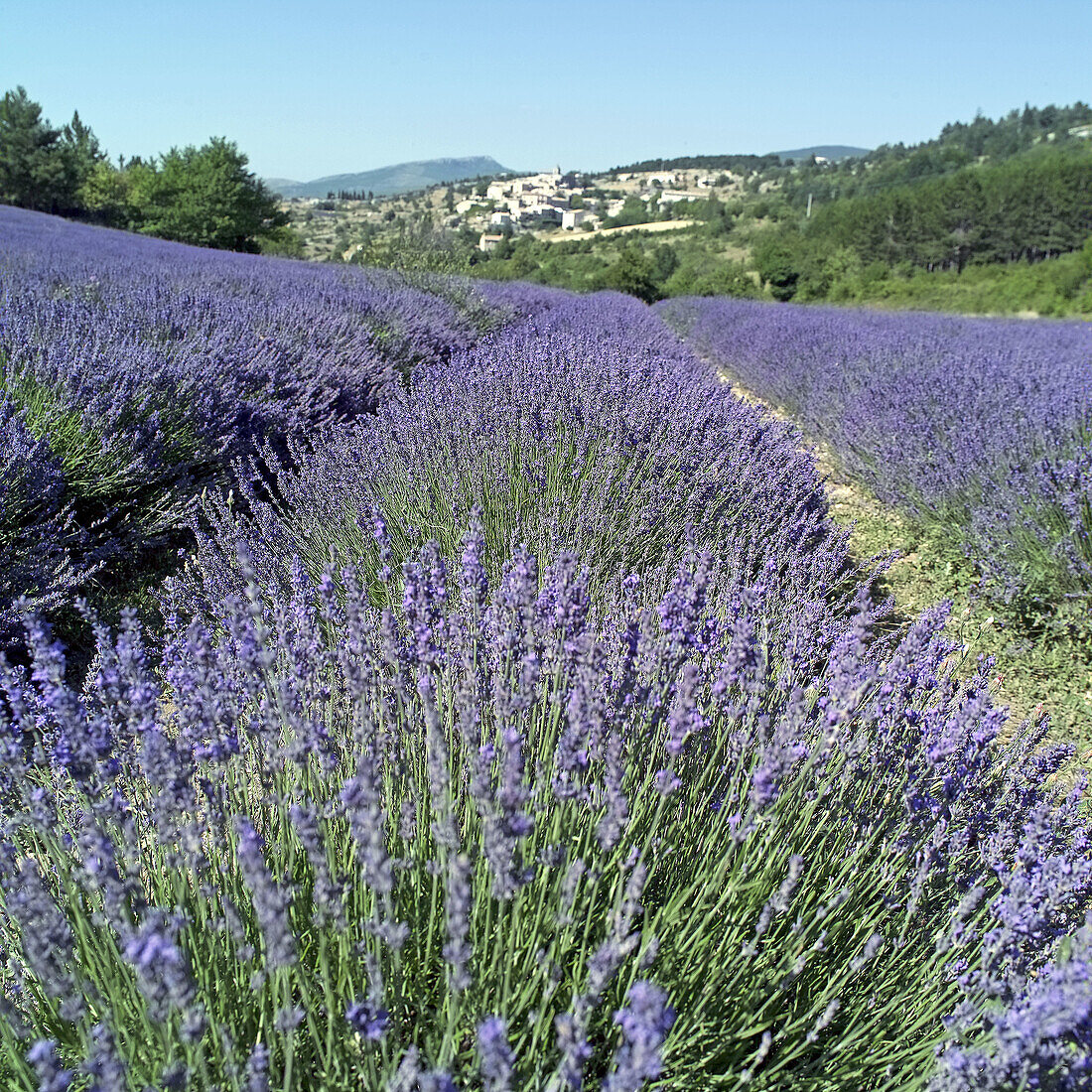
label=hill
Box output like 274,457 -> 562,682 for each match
771,144 -> 870,161
264,155 -> 511,198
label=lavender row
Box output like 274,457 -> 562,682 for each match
0,524 -> 1092,1092
0,207 -> 502,629
199,293 -> 855,646
659,299 -> 1092,620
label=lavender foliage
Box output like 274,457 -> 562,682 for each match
657,299 -> 1092,631
0,528 -> 1092,1089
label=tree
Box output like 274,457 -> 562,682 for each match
597,244 -> 662,304
0,87 -> 78,211
138,137 -> 288,252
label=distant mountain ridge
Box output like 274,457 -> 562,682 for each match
263,155 -> 511,198
770,144 -> 872,160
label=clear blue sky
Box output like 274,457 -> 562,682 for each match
0,0 -> 1092,179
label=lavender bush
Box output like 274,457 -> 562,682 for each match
199,295 -> 854,641
658,299 -> 1092,629
0,523 -> 1092,1090
0,207 -> 508,637
0,394 -> 91,647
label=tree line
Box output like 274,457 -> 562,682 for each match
0,87 -> 299,253
781,101 -> 1092,208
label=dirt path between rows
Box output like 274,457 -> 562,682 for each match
702,358 -> 1092,768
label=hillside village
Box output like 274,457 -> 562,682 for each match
283,166 -> 767,261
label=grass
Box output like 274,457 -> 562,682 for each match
825,452 -> 1092,765
721,368 -> 1092,768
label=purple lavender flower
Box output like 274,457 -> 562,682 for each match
478,1017 -> 515,1092
345,1002 -> 391,1043
603,980 -> 675,1092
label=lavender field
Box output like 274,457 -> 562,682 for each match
658,299 -> 1092,636
0,207 -> 1092,1092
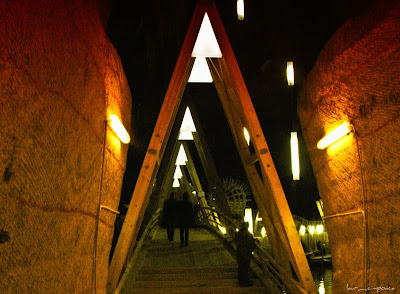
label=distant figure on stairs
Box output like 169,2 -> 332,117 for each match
177,192 -> 194,247
163,192 -> 176,241
236,222 -> 256,287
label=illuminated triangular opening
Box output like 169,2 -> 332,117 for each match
192,13 -> 222,57
180,107 -> 196,132
175,144 -> 187,165
188,56 -> 213,83
172,178 -> 180,188
174,165 -> 183,179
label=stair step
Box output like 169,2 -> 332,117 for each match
134,278 -> 237,288
124,286 -> 267,294
136,271 -> 237,281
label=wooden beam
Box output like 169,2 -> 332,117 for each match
107,5 -> 205,291
192,111 -> 232,218
208,60 -> 291,274
206,4 -> 317,293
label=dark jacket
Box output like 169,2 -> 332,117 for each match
163,198 -> 177,225
236,228 -> 256,258
177,200 -> 193,226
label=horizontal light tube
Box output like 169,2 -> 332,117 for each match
317,122 -> 352,149
108,114 -> 131,144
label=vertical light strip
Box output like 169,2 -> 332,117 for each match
243,127 -> 250,146
244,208 -> 253,234
236,0 -> 244,20
290,132 -> 300,181
286,61 -> 294,86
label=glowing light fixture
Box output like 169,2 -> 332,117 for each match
108,114 -> 131,144
180,107 -> 196,132
290,132 -> 300,181
244,208 -> 253,234
243,127 -> 250,146
192,13 -> 222,58
175,144 -> 187,165
315,199 -> 324,219
236,0 -> 244,20
172,178 -> 180,188
174,165 -> 183,179
188,56 -> 213,83
261,227 -> 267,237
300,225 -> 306,236
317,122 -> 353,149
286,61 -> 294,86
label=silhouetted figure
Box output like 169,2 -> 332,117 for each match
163,193 -> 176,241
177,192 -> 193,247
236,222 -> 256,287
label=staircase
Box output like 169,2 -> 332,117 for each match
121,229 -> 268,294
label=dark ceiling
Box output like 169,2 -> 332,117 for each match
107,0 -> 372,219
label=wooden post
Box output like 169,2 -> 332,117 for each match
206,0 -> 317,293
108,6 -> 204,291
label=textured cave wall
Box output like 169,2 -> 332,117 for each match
298,1 -> 400,293
0,0 -> 131,293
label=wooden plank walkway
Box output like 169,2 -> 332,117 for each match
116,228 -> 269,294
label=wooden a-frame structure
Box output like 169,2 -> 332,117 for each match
108,0 -> 317,293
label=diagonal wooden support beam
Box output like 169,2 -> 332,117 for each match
107,6 -> 204,291
208,60 -> 291,273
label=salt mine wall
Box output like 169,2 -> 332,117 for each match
298,1 -> 400,293
0,0 -> 131,294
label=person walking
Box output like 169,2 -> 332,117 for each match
235,222 -> 256,287
163,192 -> 176,241
177,192 -> 193,247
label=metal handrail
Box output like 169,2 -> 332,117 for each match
199,207 -> 307,293
114,208 -> 162,294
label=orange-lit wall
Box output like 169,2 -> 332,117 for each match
298,1 -> 400,293
0,0 -> 131,293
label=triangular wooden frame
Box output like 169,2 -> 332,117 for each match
108,0 -> 317,293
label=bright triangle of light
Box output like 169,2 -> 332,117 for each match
175,144 -> 187,165
180,107 -> 196,132
172,178 -> 180,188
174,165 -> 183,179
178,131 -> 194,141
192,13 -> 222,57
188,56 -> 213,83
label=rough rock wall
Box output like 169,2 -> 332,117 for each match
0,0 -> 131,293
298,1 -> 400,293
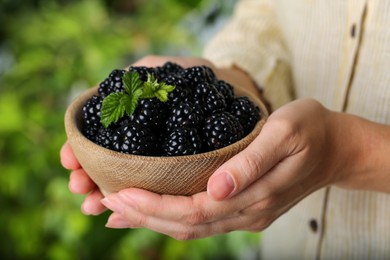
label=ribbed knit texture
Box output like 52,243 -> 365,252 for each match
204,0 -> 390,260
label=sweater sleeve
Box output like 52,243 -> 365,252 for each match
203,0 -> 293,109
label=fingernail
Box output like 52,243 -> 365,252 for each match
105,213 -> 130,228
207,172 -> 235,200
101,195 -> 126,214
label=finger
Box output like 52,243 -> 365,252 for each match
81,189 -> 107,216
102,186 -> 262,225
106,212 -> 132,228
106,196 -> 275,240
207,116 -> 300,200
68,169 -> 96,194
60,142 -> 81,170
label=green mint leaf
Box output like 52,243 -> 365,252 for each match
122,72 -> 144,116
155,90 -> 168,102
160,83 -> 175,93
100,92 -> 127,128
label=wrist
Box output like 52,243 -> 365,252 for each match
335,113 -> 390,192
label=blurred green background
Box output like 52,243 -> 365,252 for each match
0,0 -> 260,260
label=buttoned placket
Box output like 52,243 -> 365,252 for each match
316,0 -> 368,259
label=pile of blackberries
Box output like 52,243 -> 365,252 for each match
82,62 -> 261,156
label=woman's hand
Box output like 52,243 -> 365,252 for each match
60,55 -> 262,215
61,56 -> 390,240
102,99 -> 378,240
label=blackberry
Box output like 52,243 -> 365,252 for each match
98,69 -> 125,98
162,75 -> 192,107
156,62 -> 184,80
182,66 -> 216,86
230,97 -> 260,135
194,82 -> 227,115
202,112 -> 244,151
83,95 -> 103,141
167,102 -> 203,131
132,98 -> 168,129
214,80 -> 234,106
129,66 -> 156,81
96,127 -> 114,149
112,122 -> 158,156
163,128 -> 202,156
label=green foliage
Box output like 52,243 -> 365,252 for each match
0,0 -> 258,260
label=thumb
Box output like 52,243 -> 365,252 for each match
207,123 -> 287,200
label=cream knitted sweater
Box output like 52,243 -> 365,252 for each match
204,0 -> 390,260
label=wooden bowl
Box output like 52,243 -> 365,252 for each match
65,87 -> 268,195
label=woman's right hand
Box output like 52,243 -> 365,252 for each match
60,142 -> 107,215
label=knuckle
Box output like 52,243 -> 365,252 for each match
248,196 -> 278,213
184,210 -> 208,226
248,217 -> 273,232
172,229 -> 198,241
270,118 -> 299,140
242,152 -> 263,180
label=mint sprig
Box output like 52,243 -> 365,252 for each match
100,72 -> 175,128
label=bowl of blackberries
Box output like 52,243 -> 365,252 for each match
65,62 -> 268,195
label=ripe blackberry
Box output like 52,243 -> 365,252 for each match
167,102 -> 203,131
156,62 -> 184,80
202,112 -> 244,151
194,82 -> 227,115
96,127 -> 114,149
132,98 -> 168,129
98,69 -> 125,98
163,128 -> 202,156
183,66 -> 216,86
214,80 -> 234,106
112,122 -> 158,156
230,97 -> 260,135
83,95 -> 103,141
129,66 -> 156,81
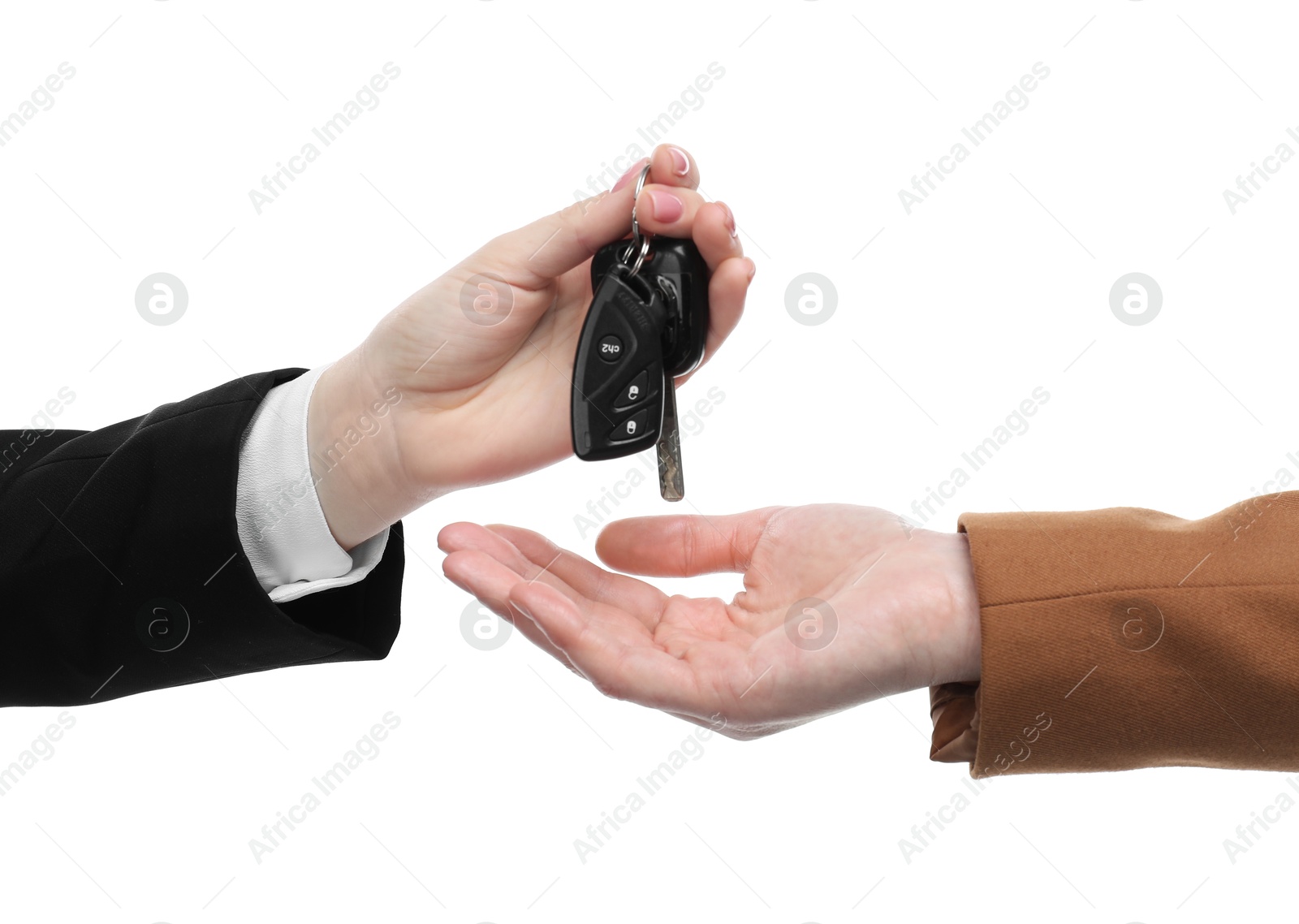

# DIRECTION:
Lay out the rows above as a Markdown table with the columns Number and Row, giving each its number and skipping blank lines. Omit the pictures.

# ANSWER TO THE PROBLEM:
| Number | Row |
|---|---|
| 1 | label=hill |
| 2 | Box output like 274,457 -> 562,682 for each match |
| 3 | 771,144 -> 870,161 |
| 4 | 264,155 -> 511,198 |
| 5 | label=lavender row |
| 6 | Box output like 274,457 -> 562,682 for each match |
| 7 | 0,524 -> 1092,1092 |
| 8 | 0,207 -> 502,629 |
| 9 | 199,293 -> 855,646 |
| 10 | 659,299 -> 1092,620 |
| 11 | label=lavender foliage |
| 12 | Box output like 274,457 -> 562,682 for each match |
| 13 | 657,299 -> 1092,631 |
| 14 | 0,528 -> 1092,1089 |
| 15 | label=tree |
| 16 | Box output like 274,457 -> 562,682 for each match |
| 17 | 597,244 -> 662,304 |
| 18 | 0,87 -> 78,211 |
| 19 | 138,137 -> 288,252 |
| 20 | label=distant mountain ridge |
| 21 | Box output like 274,457 -> 562,682 for each match |
| 22 | 263,155 -> 511,198 |
| 23 | 770,144 -> 872,160 |
| 24 | label=clear blue sky |
| 25 | Box output like 274,457 -> 562,682 for each match |
| 26 | 0,0 -> 1092,179 |
| 27 | label=lavender bush |
| 28 | Box output like 274,457 -> 562,682 for each match |
| 29 | 199,295 -> 854,641 |
| 30 | 658,299 -> 1092,629 |
| 31 | 0,523 -> 1092,1090 |
| 32 | 0,207 -> 508,637 |
| 33 | 0,394 -> 91,647 |
| 34 | label=tree line |
| 35 | Box output like 274,457 -> 562,682 for each match |
| 36 | 0,87 -> 299,253 |
| 37 | 781,101 -> 1092,208 |
| 38 | label=dirt path between rows |
| 39 | Box output like 274,457 -> 562,682 for each match |
| 40 | 702,358 -> 1092,768 |
| 41 | label=hillside village |
| 42 | Box output like 274,457 -> 562,682 for each match |
| 43 | 283,166 -> 767,261 |
| 44 | label=grass |
| 45 | Box output like 274,457 -> 562,682 for each match |
| 46 | 825,452 -> 1092,765 |
| 47 | 721,368 -> 1092,768 |
| 48 | label=purple lavender flower |
| 49 | Box output like 274,457 -> 562,682 for each match |
| 50 | 478,1017 -> 515,1092 |
| 51 | 345,1002 -> 391,1043 |
| 52 | 603,980 -> 675,1092 |
| 53 | label=lavender field |
| 54 | Box output like 274,457 -> 562,682 for each match |
| 55 | 658,299 -> 1092,636 |
| 56 | 0,207 -> 1092,1092 |
| 57 | label=distant figure on stairs |
| 58 | Box output like 169,2 -> 332,117 for each match |
| 59 | 177,192 -> 194,247 |
| 60 | 163,192 -> 176,241 |
| 61 | 236,222 -> 256,287 |
| 62 | label=illuminated triangular opening |
| 63 | Box output like 169,2 -> 332,117 for each match |
| 64 | 192,13 -> 222,57 |
| 65 | 180,107 -> 196,132 |
| 66 | 175,144 -> 187,165 |
| 67 | 188,56 -> 213,83 |
| 68 | 172,178 -> 180,188 |
| 69 | 174,165 -> 183,179 |
| 70 | label=stair step |
| 71 | Box output like 169,2 -> 332,117 for each match |
| 72 | 134,278 -> 237,288 |
| 73 | 124,286 -> 267,294 |
| 74 | 136,271 -> 237,281 |
| 75 | label=wooden beam |
| 76 | Box output like 169,2 -> 332,117 for each match |
| 77 | 107,5 -> 205,291 |
| 78 | 192,111 -> 232,218 |
| 79 | 208,60 -> 291,274 |
| 80 | 206,4 -> 317,293 |
| 81 | label=dark jacket |
| 82 | Box output like 169,2 -> 332,117 for each match |
| 83 | 163,198 -> 177,225 |
| 84 | 236,228 -> 256,258 |
| 85 | 177,200 -> 193,226 |
| 86 | label=horizontal light tube |
| 87 | Box output like 169,2 -> 332,117 for each match |
| 88 | 317,122 -> 352,149 |
| 89 | 108,114 -> 131,144 |
| 90 | label=vertical light strip |
| 91 | Box output like 169,2 -> 332,117 for each match |
| 92 | 243,127 -> 250,146 |
| 93 | 244,208 -> 253,234 |
| 94 | 236,0 -> 244,20 |
| 95 | 290,132 -> 300,181 |
| 96 | 286,61 -> 294,86 |
| 97 | label=glowing light fixture |
| 98 | Box output like 169,2 -> 332,117 for each match |
| 99 | 108,114 -> 131,144 |
| 100 | 180,107 -> 196,132 |
| 101 | 290,132 -> 300,181 |
| 102 | 244,208 -> 253,234 |
| 103 | 243,127 -> 250,146 |
| 104 | 192,13 -> 222,58 |
| 105 | 175,144 -> 187,165 |
| 106 | 315,199 -> 324,219 |
| 107 | 236,0 -> 244,20 |
| 108 | 172,178 -> 180,188 |
| 109 | 174,165 -> 183,179 |
| 110 | 188,56 -> 213,83 |
| 111 | 261,227 -> 267,237 |
| 112 | 300,225 -> 306,236 |
| 113 | 317,122 -> 353,149 |
| 114 | 286,61 -> 294,86 |
| 115 | label=silhouetted figure |
| 116 | Box output like 169,2 -> 332,117 for each match |
| 117 | 163,193 -> 176,241 |
| 118 | 177,192 -> 193,247 |
| 119 | 236,222 -> 256,287 |
| 120 | label=staircase |
| 121 | Box output like 169,2 -> 332,117 for each match |
| 122 | 121,229 -> 268,294 |
| 123 | label=dark ceiling |
| 124 | Box output like 169,2 -> 332,117 for each match |
| 125 | 107,0 -> 372,219 |
| 126 | label=wooden post |
| 127 | Box output like 169,2 -> 332,117 for each match |
| 128 | 206,0 -> 317,293 |
| 129 | 108,6 -> 204,291 |
| 130 | label=textured cave wall |
| 131 | Box output like 169,2 -> 332,117 for each match |
| 132 | 298,1 -> 400,293 |
| 133 | 0,0 -> 131,293 |
| 134 | label=wooden plank walkway |
| 135 | Box output like 169,2 -> 332,117 for each match |
| 136 | 116,228 -> 269,294 |
| 137 | label=wooden a-frame structure |
| 138 | Box output like 169,2 -> 332,117 for each match |
| 139 | 108,0 -> 317,293 |
| 140 | label=diagonal wooden support beam |
| 141 | Box output like 169,2 -> 332,117 for each match |
| 142 | 107,6 -> 204,291 |
| 143 | 208,60 -> 291,273 |
| 144 | label=salt mine wall |
| 145 | Box output like 169,2 -> 332,117 for each match |
| 146 | 298,1 -> 400,293 |
| 147 | 0,0 -> 131,294 |
| 148 | label=person walking |
| 149 | Box output like 169,2 -> 332,117 for each match |
| 150 | 235,222 -> 256,287 |
| 151 | 163,192 -> 176,241 |
| 152 | 177,192 -> 193,247 |
| 153 | label=metal handrail |
| 154 | Box output like 169,2 -> 332,117 for each match |
| 155 | 199,207 -> 307,293 |
| 156 | 114,208 -> 162,294 |
| 157 | label=orange-lit wall |
| 158 | Box output like 169,2 -> 332,117 for each match |
| 159 | 298,1 -> 400,293 |
| 160 | 0,0 -> 131,293 |
| 161 | label=triangular wooden frame |
| 162 | Box output like 169,2 -> 332,117 for each match |
| 163 | 108,0 -> 317,293 |
| 164 | label=bright triangle of light |
| 165 | Box output like 169,2 -> 332,117 for each match |
| 166 | 175,144 -> 187,165 |
| 167 | 180,107 -> 196,132 |
| 168 | 172,178 -> 180,188 |
| 169 | 174,165 -> 183,179 |
| 170 | 178,131 -> 194,141 |
| 171 | 192,13 -> 222,57 |
| 172 | 188,56 -> 213,83 |
| 173 | label=rough rock wall |
| 174 | Box output like 169,2 -> 332,117 for each match |
| 175 | 0,0 -> 131,293 |
| 176 | 298,1 -> 400,293 |
| 177 | label=ribbed knit texture |
| 178 | Box output like 52,243 -> 365,252 for each match |
| 179 | 204,0 -> 390,260 |
| 180 | label=sweater sleeve |
| 181 | Box output like 52,243 -> 365,252 for each match |
| 182 | 203,0 -> 293,109 |
| 183 | label=fingernail |
| 184 | Box output like 52,243 -> 365,252 for each match |
| 185 | 105,213 -> 130,228 |
| 186 | 207,172 -> 235,200 |
| 187 | 101,195 -> 126,214 |
| 188 | label=finger |
| 189 | Box output like 52,243 -> 365,252 for each match |
| 190 | 81,189 -> 107,216 |
| 191 | 102,186 -> 262,225 |
| 192 | 106,212 -> 132,228 |
| 193 | 106,196 -> 275,240 |
| 194 | 207,116 -> 300,200 |
| 195 | 68,169 -> 96,194 |
| 196 | 60,142 -> 81,170 |
| 197 | label=green mint leaf |
| 198 | Box output like 52,243 -> 365,252 for each match |
| 199 | 122,72 -> 144,116 |
| 200 | 155,90 -> 168,102 |
| 201 | 160,83 -> 175,93 |
| 202 | 100,92 -> 127,128 |
| 203 | label=wrist |
| 204 | Box output like 52,243 -> 365,252 for each match |
| 205 | 335,113 -> 390,192 |
| 206 | label=blurred green background |
| 207 | Box output like 52,243 -> 365,252 for each match |
| 208 | 0,0 -> 260,260 |
| 209 | label=buttoned placket |
| 210 | Box output like 52,243 -> 365,252 for each match |
| 211 | 316,0 -> 368,259 |
| 212 | label=pile of blackberries |
| 213 | Box output like 52,243 -> 365,252 for each match |
| 214 | 82,62 -> 261,156 |
| 215 | label=woman's hand |
| 216 | Box output like 52,243 -> 365,252 for each match |
| 217 | 60,55 -> 262,215 |
| 218 | 61,56 -> 390,240 |
| 219 | 102,99 -> 378,240 |
| 220 | label=blackberry |
| 221 | Box output like 52,243 -> 365,252 for each match |
| 222 | 98,69 -> 125,98 |
| 223 | 162,75 -> 192,107 |
| 224 | 156,62 -> 184,80 |
| 225 | 182,66 -> 216,86 |
| 226 | 230,97 -> 260,135 |
| 227 | 194,82 -> 227,115 |
| 228 | 202,112 -> 244,151 |
| 229 | 83,95 -> 103,141 |
| 230 | 167,102 -> 203,131 |
| 231 | 132,98 -> 168,129 |
| 232 | 214,80 -> 234,106 |
| 233 | 129,66 -> 156,81 |
| 234 | 96,127 -> 114,149 |
| 235 | 112,122 -> 158,156 |
| 236 | 163,128 -> 202,156 |
| 237 | label=green foliage |
| 238 | Box output like 52,243 -> 365,252 for each match |
| 239 | 0,0 -> 258,260 |
| 240 | label=thumb |
| 241 | Box output like 52,243 -> 365,252 for each match |
| 242 | 207,123 -> 287,200 |
| 243 | label=cream knitted sweater |
| 244 | Box output like 52,243 -> 365,252 for each match |
| 245 | 204,0 -> 390,260 |
| 246 | label=wooden bowl |
| 247 | Box output like 52,243 -> 365,252 for each match |
| 248 | 65,87 -> 268,195 |
| 249 | label=woman's right hand |
| 250 | Box output like 52,243 -> 365,252 for each match |
| 251 | 60,142 -> 107,215 |
| 252 | label=knuckle |
| 253 | Box output like 52,243 -> 365,252 for each match |
| 254 | 248,196 -> 278,213 |
| 255 | 184,210 -> 208,226 |
| 256 | 248,217 -> 273,232 |
| 257 | 172,229 -> 198,241 |
| 258 | 270,118 -> 299,140 |
| 259 | 242,152 -> 263,180 |
| 260 | label=mint sprig |
| 261 | Box output like 52,243 -> 365,252 for each match |
| 262 | 100,72 -> 175,128 |
| 263 | label=bowl of blackberries |
| 264 | Box output like 52,243 -> 365,252 for each match |
| 265 | 65,62 -> 268,195 |
| 266 | label=ripe blackberry |
| 267 | Box output like 52,243 -> 365,252 for each match |
| 268 | 167,102 -> 203,131 |
| 269 | 156,62 -> 184,80 |
| 270 | 202,112 -> 244,151 |
| 271 | 194,82 -> 227,115 |
| 272 | 96,127 -> 114,149 |
| 273 | 132,98 -> 168,129 |
| 274 | 98,69 -> 125,98 |
| 275 | 163,128 -> 202,156 |
| 276 | 183,66 -> 216,86 |
| 277 | 214,80 -> 234,106 |
| 278 | 112,122 -> 158,156 |
| 279 | 230,97 -> 260,135 |
| 280 | 83,95 -> 103,141 |
| 281 | 129,66 -> 156,81 |